**Exercise instructions**
1. In the constellation article, in what year did Tycho Brahe catalogue Coma Berenices?
2. Quote the constellation article word for word, from "Her story goes" up to and including "her mum’s bed.".

## Start Excerpt to read

By Edited Jul 14, 2015 2 5

Ursa Major

Have you ever attempted to crack open the celestial vault so the star stories finally make sense?
I have found that the more I read about the different constellations, and become a watcher of the skies from different time perspectives, the more those constellation stories make sense. The astronomical cosmology differs from our cavemen ancestors who sometimes painted the skylights on cave walls to the present celestial navigators with all sorts of advanced equipment and knowledge.

Coma Berenices
This constellation is especially particular because it is the only non-mythical constellation. The Coma Berenices is named after a real woman who just happened to be Berenice II Queen of Egypt. Yes, this ancient constellation was catalogued by Tycho Brahe in 1602. She was an honored human being named a constellation.

Her story goes like this. She was born in Libya around 273 BC. Her father was a king and her mother was a princess before her marriage. At one time in the family saga Berenice’s mommy betrayed her daughter by becoming the lover of Berenice’s hubby. Well, Berenice put an end to that. She had her dear hubby murdered in her mum’s bed.

Then she married her half-cousin, Ptolemy III. I say this lightly, because in all actuality she was married to Ptolemy III for purely political reasons. In fact there was a re-unification of Egypt and Cyrene because of the marriage. Soon enough another Syrian war broke out and Ptolemy was away doing whatever kings did in war back then, and Berenice was left to worshipping the Greek gods. (Some accounts have her worshipping Venus rather than Aphrodite, but I’ll stick with the Greek goddess version). So Berenice decided to cut off her beautiful hair, and dedicate it to Aphrodite as a sacrifice in hopes that the goddess would arrange for her husband to return safely from the war.

Lo and behold, return he did, but he wasn’t thrilled with his wife’s bald head. Luckily for her, his anger was allayed by a court mathematician who proclaimed that the missing hair had been removed from the temple of Aphrodite by the gods who placed the tresses in the sky among the stars.

Indeed, Berenice’s Hair or Coma Berenices, is a near coma cluster of only 250 light years away. If that seems far, compare it to the Pleiades which are about 400 light years away. Many extra galactic objects can be found in Coma Berenices. Remember, a galaxy consists of millions to billions of stars, dust, and gas. Berenice’s hair is in the Virgo cluster of galaxies visible April through June.

Ursa Major Constellation
Ursa Major mythology is so universal as the bear (Ursa Major is Latin for the Great Bear), that it is considered as one of the main most ancient named constellations. The seven stars that make up the stories of a bear, a wagon, a plough, and now a dipper are common to numerous cultures, and the star lore was associated by the Greeks before Homer, and it was mentioned in the Odyssey. It is definitely an old named constellation that has been renamed as time has passed.

The reason for this differing perception from astronomers from different time periods is what is called proper motions. Stars do have individual motions which cause their positions to change. It is a slow change measured by a fraction of a second of arc per year that changes constellations significantly after hundreds of thousands of years. So, at one time the older cultures saw what we call the Big Dipper as a bear (there probably wasn’t anything called a dipper then anyhow). It did look more like a bear then.

## End Excerpt to read
## Start Extracted entries

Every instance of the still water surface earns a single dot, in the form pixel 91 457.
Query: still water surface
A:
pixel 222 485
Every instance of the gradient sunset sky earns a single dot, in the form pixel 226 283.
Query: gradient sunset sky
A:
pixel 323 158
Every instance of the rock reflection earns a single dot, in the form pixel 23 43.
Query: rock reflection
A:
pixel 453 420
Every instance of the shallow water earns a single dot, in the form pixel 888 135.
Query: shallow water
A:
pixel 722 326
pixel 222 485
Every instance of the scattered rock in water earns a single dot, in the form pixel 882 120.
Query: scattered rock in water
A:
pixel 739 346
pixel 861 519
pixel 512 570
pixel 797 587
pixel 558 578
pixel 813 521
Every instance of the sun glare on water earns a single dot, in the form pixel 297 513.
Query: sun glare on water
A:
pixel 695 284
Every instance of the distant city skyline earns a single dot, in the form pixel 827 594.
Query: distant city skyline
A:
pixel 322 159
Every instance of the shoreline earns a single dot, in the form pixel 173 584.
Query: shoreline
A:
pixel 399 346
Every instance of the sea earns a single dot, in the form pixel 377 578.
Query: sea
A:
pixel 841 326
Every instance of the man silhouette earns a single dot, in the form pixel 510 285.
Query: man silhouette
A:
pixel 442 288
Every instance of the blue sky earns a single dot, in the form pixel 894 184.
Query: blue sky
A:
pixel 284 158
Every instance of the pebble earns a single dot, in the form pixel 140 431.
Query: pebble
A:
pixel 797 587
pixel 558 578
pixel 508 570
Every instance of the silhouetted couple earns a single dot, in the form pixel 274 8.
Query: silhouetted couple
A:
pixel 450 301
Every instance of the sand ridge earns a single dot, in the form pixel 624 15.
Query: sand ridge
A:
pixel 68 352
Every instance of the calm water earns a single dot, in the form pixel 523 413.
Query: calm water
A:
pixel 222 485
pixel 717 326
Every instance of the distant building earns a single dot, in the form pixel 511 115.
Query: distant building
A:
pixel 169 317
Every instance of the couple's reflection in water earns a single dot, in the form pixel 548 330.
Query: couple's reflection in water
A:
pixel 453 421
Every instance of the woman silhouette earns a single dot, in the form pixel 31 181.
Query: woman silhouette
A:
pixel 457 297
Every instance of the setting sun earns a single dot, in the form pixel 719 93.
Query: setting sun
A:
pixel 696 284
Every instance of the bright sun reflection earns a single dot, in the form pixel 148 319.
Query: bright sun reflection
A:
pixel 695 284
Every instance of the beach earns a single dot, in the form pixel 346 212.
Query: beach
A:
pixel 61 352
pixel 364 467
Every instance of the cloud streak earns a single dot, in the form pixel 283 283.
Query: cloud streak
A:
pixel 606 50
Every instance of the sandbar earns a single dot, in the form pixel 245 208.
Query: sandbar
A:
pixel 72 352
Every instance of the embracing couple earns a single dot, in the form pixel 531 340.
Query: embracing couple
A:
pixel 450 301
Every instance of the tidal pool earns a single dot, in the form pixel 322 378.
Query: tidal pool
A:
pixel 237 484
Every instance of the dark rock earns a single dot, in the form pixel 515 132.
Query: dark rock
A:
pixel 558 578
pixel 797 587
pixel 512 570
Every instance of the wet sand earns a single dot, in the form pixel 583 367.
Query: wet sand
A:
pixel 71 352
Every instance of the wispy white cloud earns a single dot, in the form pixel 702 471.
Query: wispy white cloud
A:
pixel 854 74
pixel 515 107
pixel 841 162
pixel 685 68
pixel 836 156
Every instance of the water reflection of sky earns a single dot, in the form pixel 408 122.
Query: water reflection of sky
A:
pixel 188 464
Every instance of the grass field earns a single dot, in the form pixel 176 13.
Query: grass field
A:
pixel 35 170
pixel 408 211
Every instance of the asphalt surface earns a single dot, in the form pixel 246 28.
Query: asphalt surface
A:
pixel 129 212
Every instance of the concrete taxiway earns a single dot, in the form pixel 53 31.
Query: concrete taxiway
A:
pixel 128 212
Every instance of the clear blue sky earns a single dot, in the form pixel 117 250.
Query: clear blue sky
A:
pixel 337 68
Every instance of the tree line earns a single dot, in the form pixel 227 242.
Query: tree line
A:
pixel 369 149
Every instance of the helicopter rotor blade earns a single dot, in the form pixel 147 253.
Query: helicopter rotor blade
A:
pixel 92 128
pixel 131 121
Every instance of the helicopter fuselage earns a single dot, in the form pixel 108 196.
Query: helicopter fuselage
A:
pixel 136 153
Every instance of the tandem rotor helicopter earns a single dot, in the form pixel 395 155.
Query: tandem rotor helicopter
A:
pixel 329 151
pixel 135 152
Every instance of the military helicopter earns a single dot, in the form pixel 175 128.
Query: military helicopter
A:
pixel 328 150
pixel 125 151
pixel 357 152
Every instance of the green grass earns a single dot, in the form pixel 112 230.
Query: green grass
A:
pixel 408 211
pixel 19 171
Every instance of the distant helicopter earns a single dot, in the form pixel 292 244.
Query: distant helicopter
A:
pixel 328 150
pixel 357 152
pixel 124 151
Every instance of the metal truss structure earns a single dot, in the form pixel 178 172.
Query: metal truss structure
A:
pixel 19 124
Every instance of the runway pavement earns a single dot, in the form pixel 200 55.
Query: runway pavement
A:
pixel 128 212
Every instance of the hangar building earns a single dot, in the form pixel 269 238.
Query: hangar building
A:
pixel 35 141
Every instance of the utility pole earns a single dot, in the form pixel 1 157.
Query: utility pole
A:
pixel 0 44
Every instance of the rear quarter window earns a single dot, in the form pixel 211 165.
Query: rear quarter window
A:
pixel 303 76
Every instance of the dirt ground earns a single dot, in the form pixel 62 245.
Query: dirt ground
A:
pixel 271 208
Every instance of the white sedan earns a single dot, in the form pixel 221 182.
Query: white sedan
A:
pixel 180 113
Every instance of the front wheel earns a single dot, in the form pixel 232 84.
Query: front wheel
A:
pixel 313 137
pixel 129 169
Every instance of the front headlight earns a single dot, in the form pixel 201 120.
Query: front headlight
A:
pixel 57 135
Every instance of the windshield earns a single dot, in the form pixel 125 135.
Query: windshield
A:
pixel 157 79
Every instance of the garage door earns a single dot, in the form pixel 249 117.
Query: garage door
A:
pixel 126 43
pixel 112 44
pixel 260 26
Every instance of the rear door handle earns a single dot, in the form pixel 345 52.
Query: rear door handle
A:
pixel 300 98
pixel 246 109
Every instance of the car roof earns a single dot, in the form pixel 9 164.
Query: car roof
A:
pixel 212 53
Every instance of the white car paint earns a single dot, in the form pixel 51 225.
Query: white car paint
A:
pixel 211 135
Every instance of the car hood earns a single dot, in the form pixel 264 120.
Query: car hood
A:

## End Extracted entries

**Answers to the problems**
1. 1602

2.
Her story goes like this. She was born in Libya around 273 BC. Her father was a king and her mother was a princess before her marriage. At one time in the family saga Berenice’s mommy betrayed her daughter by becoming the lover of Berenice’s hubby. Well, Berenice put an end to that. She had her dear hubby murdered in her mum’s bed.